(Data items)
══════════

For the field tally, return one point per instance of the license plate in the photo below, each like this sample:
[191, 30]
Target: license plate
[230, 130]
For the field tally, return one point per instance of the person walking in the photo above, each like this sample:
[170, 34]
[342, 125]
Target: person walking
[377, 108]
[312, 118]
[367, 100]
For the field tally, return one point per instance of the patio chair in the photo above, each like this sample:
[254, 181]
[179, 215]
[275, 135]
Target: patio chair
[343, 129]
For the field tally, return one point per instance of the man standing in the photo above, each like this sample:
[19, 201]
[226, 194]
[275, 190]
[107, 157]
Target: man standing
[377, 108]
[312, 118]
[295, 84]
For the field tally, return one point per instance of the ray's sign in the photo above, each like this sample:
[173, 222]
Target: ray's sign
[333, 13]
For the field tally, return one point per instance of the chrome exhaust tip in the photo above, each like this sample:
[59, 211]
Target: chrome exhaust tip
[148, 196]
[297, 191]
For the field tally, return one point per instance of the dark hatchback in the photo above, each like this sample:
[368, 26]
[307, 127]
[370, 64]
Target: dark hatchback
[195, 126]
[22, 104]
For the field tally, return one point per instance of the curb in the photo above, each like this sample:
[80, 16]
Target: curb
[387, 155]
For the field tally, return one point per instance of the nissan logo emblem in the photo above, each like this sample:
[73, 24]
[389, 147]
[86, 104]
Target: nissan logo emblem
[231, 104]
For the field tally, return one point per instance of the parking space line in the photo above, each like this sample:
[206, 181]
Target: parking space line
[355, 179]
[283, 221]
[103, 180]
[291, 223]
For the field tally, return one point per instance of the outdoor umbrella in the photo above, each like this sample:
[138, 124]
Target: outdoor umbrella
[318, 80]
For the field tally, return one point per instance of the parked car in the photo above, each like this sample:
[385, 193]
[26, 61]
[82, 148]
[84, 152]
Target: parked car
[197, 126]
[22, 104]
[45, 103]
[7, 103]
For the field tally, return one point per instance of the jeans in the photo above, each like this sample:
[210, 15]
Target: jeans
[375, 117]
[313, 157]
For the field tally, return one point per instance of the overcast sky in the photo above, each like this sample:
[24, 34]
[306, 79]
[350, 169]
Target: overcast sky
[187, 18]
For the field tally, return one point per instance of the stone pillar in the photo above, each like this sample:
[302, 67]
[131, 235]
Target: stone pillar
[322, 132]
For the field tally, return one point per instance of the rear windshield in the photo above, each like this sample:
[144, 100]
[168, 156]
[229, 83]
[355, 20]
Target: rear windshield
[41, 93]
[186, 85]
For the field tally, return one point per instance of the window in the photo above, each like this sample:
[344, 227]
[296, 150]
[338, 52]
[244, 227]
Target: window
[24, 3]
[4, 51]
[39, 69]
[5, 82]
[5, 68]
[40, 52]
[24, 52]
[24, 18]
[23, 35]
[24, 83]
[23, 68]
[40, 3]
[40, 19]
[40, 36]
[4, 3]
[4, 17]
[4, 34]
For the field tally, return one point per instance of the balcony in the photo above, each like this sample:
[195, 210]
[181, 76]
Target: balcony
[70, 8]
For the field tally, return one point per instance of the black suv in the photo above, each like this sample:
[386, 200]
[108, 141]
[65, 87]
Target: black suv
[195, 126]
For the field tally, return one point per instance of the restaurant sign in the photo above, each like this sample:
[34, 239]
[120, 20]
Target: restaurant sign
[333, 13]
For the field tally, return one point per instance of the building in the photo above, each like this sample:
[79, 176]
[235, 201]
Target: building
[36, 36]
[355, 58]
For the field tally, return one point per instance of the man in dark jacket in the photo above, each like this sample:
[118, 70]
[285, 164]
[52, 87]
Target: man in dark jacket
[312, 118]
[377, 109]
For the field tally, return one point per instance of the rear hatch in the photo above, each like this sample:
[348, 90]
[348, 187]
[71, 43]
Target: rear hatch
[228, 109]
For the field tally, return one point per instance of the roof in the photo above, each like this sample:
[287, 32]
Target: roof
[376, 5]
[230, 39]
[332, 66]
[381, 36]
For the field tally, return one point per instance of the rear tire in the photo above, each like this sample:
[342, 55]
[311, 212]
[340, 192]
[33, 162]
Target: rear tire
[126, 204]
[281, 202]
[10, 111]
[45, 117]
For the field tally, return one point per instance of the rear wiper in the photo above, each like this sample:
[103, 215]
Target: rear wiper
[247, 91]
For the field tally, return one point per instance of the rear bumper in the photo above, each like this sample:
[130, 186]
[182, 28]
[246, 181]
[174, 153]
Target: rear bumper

══════════

> _GIVEN EXERCISE_
Copy out the part of the items that opens with the line containing "the rear tire" and closes at the end of the items, keeping every line, requests included. Raise each coordinate in the answer points by 53, and leave the sample points in the requests unchanged.

> _EXERCISE ANSWER_
For the field tally, return one point per instance of the rear tire in the photo above, each like this sample:
[342, 55]
[311, 212]
[340, 192]
[33, 162]
Target: rear tire
[179, 257]
[334, 255]
[63, 164]
[98, 170]
For the field tally, return one point per instance of the rear wiper in the photo above, each like this sample:
[103, 215]
Target: rear wiper
[300, 144]
For the field tally, return one point per instance of the rear bumper in the photo above, each like this sample:
[130, 186]
[182, 28]
[246, 181]
[174, 153]
Target: rear bumper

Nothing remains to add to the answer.